LESETEXT →
▬▬▬▬▬▬

Haben Sie mit Ihren Clubs nicht genau das lässige Image geschaffen, weshalb sich heute Hinkel und und Co. für Berlin interessieren?

Also Berlin war schon in den achtziger Jahren cool, deshalb sind ja alle dahin gegangen. Und klar, auch die besetzten Häuser und die Clubs waren Magneten für gewisse Touristenströme. So gesehen stimmt’s: Wir schaffen den Hype, den wir jetzt wieder versuchen loszuwerden. Das ist so. Aber ich versuche das zu kanalisieren.

Ist Berlin überhaupt noch cool?

Ich bin immer noch sehr glücklich, hier zu leben. Berlin ist immer noch viel freier als andere europäische Metropolen. Gerade diese Ecke hier hat noch seinen herrlich anarchistischen Charakter. Ob das in 20 Jahren auch noch so ist? Ich weiß es nicht. Aber darüber reden wir ja gerade. Dass es darauf ankommt, solche Orte bestehen zu lassen. Überall Büros und Einkaufscenter hinzubauen – dafür kommt keiner nach Berlin. Ich glaube, dass das bei den Leuten, die das entscheiden, langsam ankommt.

Sie gehörten 2000 zu den Mitgründern der Clubcommission, einer Art Clubvertretung. Dort kämpfen Sie seitdem gegen schwindende Freiflächen, steigende Mieten und Anwohner, die Clubs wegen Lärm wegklagen. Klingt nicht nach Verständnis.

Ich finde, unsere Lobbyarbeit ist uns ganz gut gelungen. Es gab mal eine Phase, da hatten Clubs wie das Ostgut oder der Tresor fast jede Woche eine Razzia. Da ist die Polizei schön um 1.30 Uhr reinmarschiert, hat alle 300, 400 Leute durchsucht, und die Party war beendet. Das ist natürlich ein ruinöser Zustand. Da haben wir uns mit der Polizei getroffen und gesagt, man würde doch auch nicht, nur weil ein stadtbekannter Dealer mit zwei Koffern Kokain im Ritz-Carlton abgestiegen ist, gleich das ganze Hotel filzen. Das haben die verstanden und seitdem ist Schluss mit Razzien.

Sie haben von Ihren zwanzigjährigen Kindern gesprochen. Gehen die eigentlich ins Sage?

Na klar! Die arbeiten da sogar.

„Ich habe da keine Berührungsängste. Mir ist egal, wie viel jemand verdient. Geld macht doch nicht den Charakter“

Der angesagteste Club ist das Sage aber nicht mehr, oder?

Wieso? Wir haben hier jeden Donnerstag rund 1.000 Leute, bei uns spielen über 100 Bands im Jahr, und das seit 16 Jahren. Es gibt keinen anderen Club, der kontinuierlich solche Zahlen hat. Trotzdem musst du immer wieder neue Wege gehen, deswegen haben wir vor sechs Jahren auch den Kitkat-Club reingeholt.

Die Fetisch-Party mit wenig Bekleidung, bei der auch Sex geht.

Ich bin froh darüber, dass wir so etwas in Berlin haben! Das ist für mich das Beispiel für Toleranz in dieser Stadt. Anderswo wäre ein Club mit so einer Ausrichtung doch undenkbar.

▬▬▬▬▬▬

ROHDATEN →

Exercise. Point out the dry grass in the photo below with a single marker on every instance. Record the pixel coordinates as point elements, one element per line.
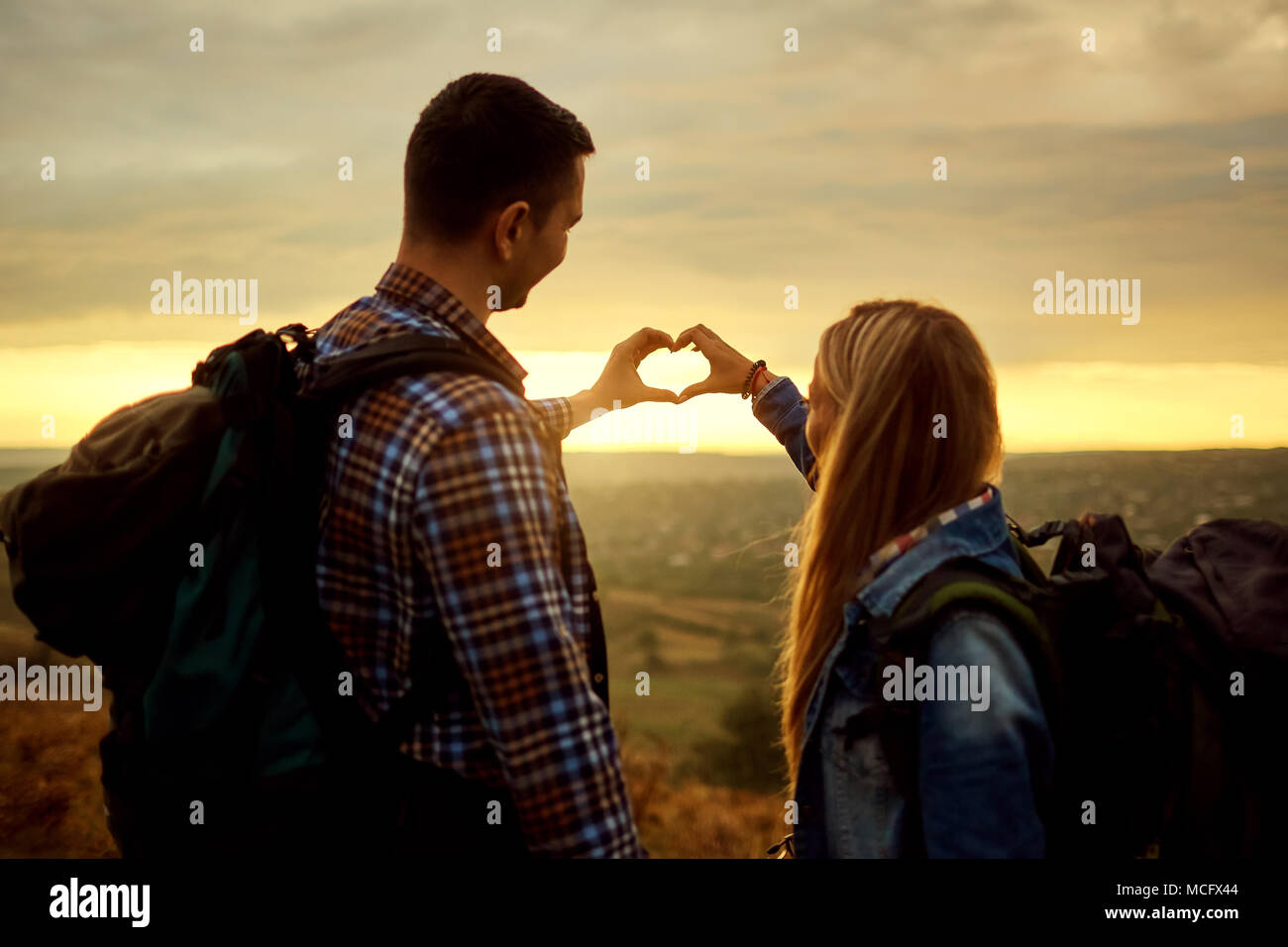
<point>52,800</point>
<point>692,819</point>
<point>51,795</point>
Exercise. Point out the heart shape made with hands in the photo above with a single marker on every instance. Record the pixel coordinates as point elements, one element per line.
<point>673,369</point>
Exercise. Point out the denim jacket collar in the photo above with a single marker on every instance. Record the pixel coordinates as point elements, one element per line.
<point>971,535</point>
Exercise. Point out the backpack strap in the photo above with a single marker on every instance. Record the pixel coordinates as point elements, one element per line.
<point>957,583</point>
<point>313,654</point>
<point>395,356</point>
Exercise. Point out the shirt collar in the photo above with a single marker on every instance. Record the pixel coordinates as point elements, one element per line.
<point>430,298</point>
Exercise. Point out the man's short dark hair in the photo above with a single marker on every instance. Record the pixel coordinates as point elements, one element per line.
<point>482,144</point>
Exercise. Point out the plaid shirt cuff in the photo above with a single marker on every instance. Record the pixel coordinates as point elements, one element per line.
<point>557,412</point>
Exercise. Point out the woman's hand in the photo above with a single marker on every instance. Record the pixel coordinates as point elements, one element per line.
<point>729,368</point>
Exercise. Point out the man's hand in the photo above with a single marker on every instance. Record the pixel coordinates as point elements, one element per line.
<point>729,368</point>
<point>619,384</point>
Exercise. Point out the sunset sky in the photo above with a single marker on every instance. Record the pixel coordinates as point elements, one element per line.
<point>767,169</point>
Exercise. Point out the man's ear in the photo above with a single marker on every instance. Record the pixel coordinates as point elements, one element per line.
<point>511,226</point>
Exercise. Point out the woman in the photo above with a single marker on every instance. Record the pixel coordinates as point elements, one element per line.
<point>901,440</point>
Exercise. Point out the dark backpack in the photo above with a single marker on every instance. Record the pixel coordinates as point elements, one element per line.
<point>175,547</point>
<point>1163,678</point>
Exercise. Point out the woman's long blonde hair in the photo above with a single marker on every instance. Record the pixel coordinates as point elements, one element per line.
<point>893,368</point>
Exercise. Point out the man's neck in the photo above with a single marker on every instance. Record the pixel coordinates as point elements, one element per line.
<point>452,270</point>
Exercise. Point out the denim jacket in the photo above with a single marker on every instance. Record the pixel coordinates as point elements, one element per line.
<point>980,771</point>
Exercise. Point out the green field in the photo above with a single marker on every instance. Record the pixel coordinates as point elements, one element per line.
<point>688,551</point>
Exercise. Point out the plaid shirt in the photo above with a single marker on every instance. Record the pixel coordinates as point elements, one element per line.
<point>438,470</point>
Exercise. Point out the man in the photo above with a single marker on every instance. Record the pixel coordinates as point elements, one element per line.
<point>452,569</point>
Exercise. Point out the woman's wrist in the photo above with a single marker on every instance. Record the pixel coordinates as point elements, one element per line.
<point>761,379</point>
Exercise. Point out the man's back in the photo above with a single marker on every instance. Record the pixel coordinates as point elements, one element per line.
<point>452,571</point>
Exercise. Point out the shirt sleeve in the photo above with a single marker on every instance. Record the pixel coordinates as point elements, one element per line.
<point>487,531</point>
<point>980,770</point>
<point>782,410</point>
<point>557,412</point>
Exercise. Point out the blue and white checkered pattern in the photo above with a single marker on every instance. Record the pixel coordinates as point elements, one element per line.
<point>446,513</point>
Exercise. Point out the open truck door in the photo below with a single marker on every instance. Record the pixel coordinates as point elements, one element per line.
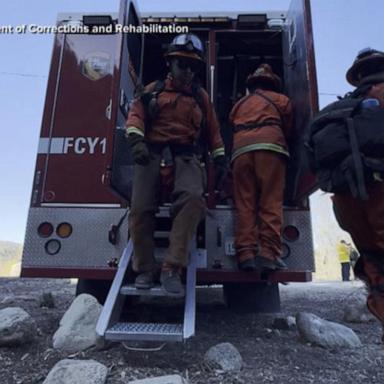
<point>301,87</point>
<point>127,79</point>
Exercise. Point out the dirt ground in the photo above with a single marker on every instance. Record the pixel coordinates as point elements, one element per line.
<point>270,356</point>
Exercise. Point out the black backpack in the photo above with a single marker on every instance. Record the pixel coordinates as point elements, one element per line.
<point>345,145</point>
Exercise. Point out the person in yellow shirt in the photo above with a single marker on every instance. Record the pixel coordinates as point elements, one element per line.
<point>343,251</point>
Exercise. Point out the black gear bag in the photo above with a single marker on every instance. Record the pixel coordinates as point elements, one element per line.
<point>345,145</point>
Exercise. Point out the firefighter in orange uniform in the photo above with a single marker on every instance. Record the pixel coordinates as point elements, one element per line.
<point>364,219</point>
<point>171,115</point>
<point>262,121</point>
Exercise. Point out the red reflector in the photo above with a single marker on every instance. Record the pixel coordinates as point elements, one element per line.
<point>286,251</point>
<point>45,229</point>
<point>291,233</point>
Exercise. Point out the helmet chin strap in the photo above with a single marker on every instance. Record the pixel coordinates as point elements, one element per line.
<point>372,79</point>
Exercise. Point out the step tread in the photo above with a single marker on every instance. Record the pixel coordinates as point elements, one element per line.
<point>131,290</point>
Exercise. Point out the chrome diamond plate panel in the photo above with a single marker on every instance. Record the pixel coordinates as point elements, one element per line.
<point>88,245</point>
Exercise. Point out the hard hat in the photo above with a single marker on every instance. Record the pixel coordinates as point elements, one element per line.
<point>186,45</point>
<point>264,75</point>
<point>367,65</point>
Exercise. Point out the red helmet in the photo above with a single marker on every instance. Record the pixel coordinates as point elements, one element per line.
<point>264,75</point>
<point>186,45</point>
<point>367,67</point>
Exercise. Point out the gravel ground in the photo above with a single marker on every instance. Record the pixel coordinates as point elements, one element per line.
<point>270,356</point>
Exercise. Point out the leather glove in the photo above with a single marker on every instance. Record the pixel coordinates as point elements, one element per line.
<point>139,149</point>
<point>221,171</point>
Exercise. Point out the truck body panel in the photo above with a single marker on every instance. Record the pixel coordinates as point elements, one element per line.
<point>84,168</point>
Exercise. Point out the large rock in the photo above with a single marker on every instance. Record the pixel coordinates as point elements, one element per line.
<point>284,323</point>
<point>325,333</point>
<point>16,327</point>
<point>169,379</point>
<point>226,356</point>
<point>77,327</point>
<point>77,372</point>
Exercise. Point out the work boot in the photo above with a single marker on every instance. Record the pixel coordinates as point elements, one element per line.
<point>266,264</point>
<point>145,280</point>
<point>280,263</point>
<point>171,282</point>
<point>248,265</point>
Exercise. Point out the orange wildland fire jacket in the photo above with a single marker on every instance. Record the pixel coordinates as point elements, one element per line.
<point>254,109</point>
<point>178,120</point>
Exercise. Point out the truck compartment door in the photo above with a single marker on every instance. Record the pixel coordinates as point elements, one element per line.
<point>127,78</point>
<point>301,87</point>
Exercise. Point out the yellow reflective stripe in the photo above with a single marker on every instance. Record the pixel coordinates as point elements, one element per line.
<point>218,152</point>
<point>258,147</point>
<point>135,130</point>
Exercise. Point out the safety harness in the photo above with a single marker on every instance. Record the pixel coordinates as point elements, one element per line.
<point>255,125</point>
<point>149,99</point>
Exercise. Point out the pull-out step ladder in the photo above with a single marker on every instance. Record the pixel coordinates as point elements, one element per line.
<point>112,328</point>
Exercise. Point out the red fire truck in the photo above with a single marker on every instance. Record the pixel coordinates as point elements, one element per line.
<point>77,223</point>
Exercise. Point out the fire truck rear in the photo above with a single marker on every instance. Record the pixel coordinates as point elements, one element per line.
<point>77,223</point>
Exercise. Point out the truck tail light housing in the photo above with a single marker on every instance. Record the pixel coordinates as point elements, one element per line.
<point>45,229</point>
<point>52,247</point>
<point>64,230</point>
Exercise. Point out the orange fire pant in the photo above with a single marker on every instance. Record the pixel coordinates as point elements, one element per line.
<point>258,179</point>
<point>364,220</point>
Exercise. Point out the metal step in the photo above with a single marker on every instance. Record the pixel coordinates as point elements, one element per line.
<point>109,324</point>
<point>131,290</point>
<point>145,331</point>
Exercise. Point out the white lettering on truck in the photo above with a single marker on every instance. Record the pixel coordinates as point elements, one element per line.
<point>77,145</point>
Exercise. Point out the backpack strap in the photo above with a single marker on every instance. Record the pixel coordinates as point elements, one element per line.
<point>356,157</point>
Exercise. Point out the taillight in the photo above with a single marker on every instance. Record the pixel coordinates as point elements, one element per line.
<point>286,251</point>
<point>64,230</point>
<point>291,233</point>
<point>45,229</point>
<point>52,247</point>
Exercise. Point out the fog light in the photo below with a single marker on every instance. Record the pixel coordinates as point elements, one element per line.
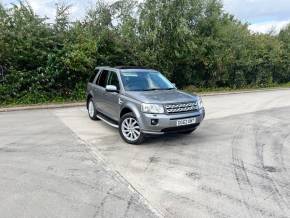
<point>154,122</point>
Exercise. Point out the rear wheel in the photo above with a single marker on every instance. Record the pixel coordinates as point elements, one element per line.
<point>130,130</point>
<point>92,110</point>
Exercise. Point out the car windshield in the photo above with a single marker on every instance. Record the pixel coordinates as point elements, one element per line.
<point>145,81</point>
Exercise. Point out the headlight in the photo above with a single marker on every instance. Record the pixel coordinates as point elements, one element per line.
<point>199,102</point>
<point>152,108</point>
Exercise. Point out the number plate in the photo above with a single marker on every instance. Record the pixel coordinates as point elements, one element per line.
<point>186,122</point>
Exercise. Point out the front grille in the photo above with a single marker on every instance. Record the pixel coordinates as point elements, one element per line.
<point>181,107</point>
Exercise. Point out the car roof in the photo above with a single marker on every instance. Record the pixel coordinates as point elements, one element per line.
<point>127,69</point>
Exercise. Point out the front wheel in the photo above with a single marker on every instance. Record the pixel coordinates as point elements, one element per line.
<point>130,130</point>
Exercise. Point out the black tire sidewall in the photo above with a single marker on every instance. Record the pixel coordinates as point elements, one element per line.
<point>142,135</point>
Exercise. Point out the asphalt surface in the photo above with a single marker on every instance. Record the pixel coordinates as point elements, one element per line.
<point>58,163</point>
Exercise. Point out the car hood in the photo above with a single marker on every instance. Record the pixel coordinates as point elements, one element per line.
<point>162,96</point>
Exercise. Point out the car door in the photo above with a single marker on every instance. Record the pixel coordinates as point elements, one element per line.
<point>100,91</point>
<point>112,98</point>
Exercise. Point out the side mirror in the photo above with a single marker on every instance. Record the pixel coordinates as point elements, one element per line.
<point>111,88</point>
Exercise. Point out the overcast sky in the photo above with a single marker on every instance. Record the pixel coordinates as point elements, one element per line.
<point>263,15</point>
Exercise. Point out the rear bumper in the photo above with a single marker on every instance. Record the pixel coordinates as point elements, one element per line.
<point>167,123</point>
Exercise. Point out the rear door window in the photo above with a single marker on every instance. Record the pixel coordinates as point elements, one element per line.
<point>113,80</point>
<point>103,77</point>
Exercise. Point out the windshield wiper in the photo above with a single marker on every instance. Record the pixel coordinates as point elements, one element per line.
<point>148,90</point>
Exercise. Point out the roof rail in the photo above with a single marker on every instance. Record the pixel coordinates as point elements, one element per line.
<point>131,67</point>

▬▬▬▬▬▬

TEILE DER ÜBUNG →
a: Geben Sie aus dem Interview über das Berliner Clubleben die Passage wörtlich wieder, beginnend mit „Also Berlin war“ und weiter bis einschließlich „das zu kanalisieren.“.
b: Führen Sie das Interview über das Berliner Clubleben ab der Stelle fort, an der es aufhört.

ANTWORTEN NACH AUFGABEN →
a:
Also Berlin war schon in den achtziger Jahren cool, deshalb sind ja alle dahin gegangen. Und klar, auch die besetzten Häuser und die Clubs waren Magneten für gewisse Touristenströme. So gesehen stimmt’s: Wir schaffen den Hype, den wir jetzt wieder versuchen loszuwerden. Das ist so. Aber ich versuche das zu kanalisieren.

b:
Gehen Sie selbst auch zu den Kitkat-Parties?

Ich war in den letzten fünf Jahren vielleicht zehnmal da.

In Lack und Leder?

Nicht in Lack, aber in Lederjacke. Ich muss aber gestehen, dass ich gar nicht so ein häufiger Clubgänger bin.

Ach so? Warum nicht?

Ich hab einen achtjährigen Sohn, ich muss morgens früh raus. (lacht)

Es ist ja nicht nur das Kitkat: 2002 hatten Sie kurzzeitig auch mal das Big Eden des Berlin-Playboys Rolf Eden am Ku’damm übernommen. Sie schätzen Experimente, oder?

Das war eine ganz andere Geschichte. Rolf Eden war mal bei uns im Sage. Ein paar Wochen später habe ich ihn zufällig auf einem Familienurlaub in Fuerteventura getroffen, im Robinson-Club. Meine Eltern hatten uns eingeladen, sonst würde ich da nie hin, ich schwör’s! Jedenfalls bot mir Rolf Eden damals an, seinen Laden zu kaufen. Da hab ich noch abgewunken. Aber als später ein befreundeter Produzent auf mich zukam, der gerade mit „Caveman“ ein sensationelles Theaterstück hatte, und meinte, er habe ein noch besseres Stück, da kamen wir wieder aufs Big Eden. Da haben wir gesagt: Wir sind dabei.

Nur ging das nach hinten los: Der Laden war wenig später pleite.

Ja, das Theaterstück war leider sensationell schlecht. Auf der Bühne haben nackte Männer Schlager gesungen. Das kam irgendwie nicht so an.

Verfolgen Sie eigentlich eine Strategie mit dem, was Sie tun, oder kommt das so auf Sie zu?

Ehrlich gesagt bin ich dermaßen planlos, das ist für manche Leute schon schwer zu ertragen. Ich bin auch immer bereit, etwas zu riskieren. Es gibt meiner Meinung nach nur eine Haltung, die es verdient hat, eingenommen zu werden: eine entspannte. Man sollte keine Angst vor der Zukunft haben, denn die gibt es nicht. Man lebt nur im Hier und Jetzt.